## [EXERCISE INSTRUCTIONS]
Pull every line containing "photo" from the data.

## [INPUT]
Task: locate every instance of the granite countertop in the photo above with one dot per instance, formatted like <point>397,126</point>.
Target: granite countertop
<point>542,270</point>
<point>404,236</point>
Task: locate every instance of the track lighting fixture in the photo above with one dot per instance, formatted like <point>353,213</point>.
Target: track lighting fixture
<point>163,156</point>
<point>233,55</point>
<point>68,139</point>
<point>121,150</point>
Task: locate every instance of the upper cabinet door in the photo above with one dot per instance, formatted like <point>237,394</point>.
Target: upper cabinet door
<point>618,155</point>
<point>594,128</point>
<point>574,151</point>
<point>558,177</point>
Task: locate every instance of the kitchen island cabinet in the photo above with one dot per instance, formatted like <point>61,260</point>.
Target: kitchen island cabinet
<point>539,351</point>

## [RESULT]
Task: locate every instance of the granite countertop in the photo above with one dot per instance, formatted like <point>397,126</point>.
Task: locate every instance of the track lighting fixture in the photo above with one dot per instance, formatted like <point>353,213</point>.
Task: locate every instance of the upper cabinet door in the photo above with one dot per instance, formatted like <point>237,394</point>.
Task: locate every instance of the kitchen island cabinet in the photo above with one dot per instance, formatted like <point>61,260</point>.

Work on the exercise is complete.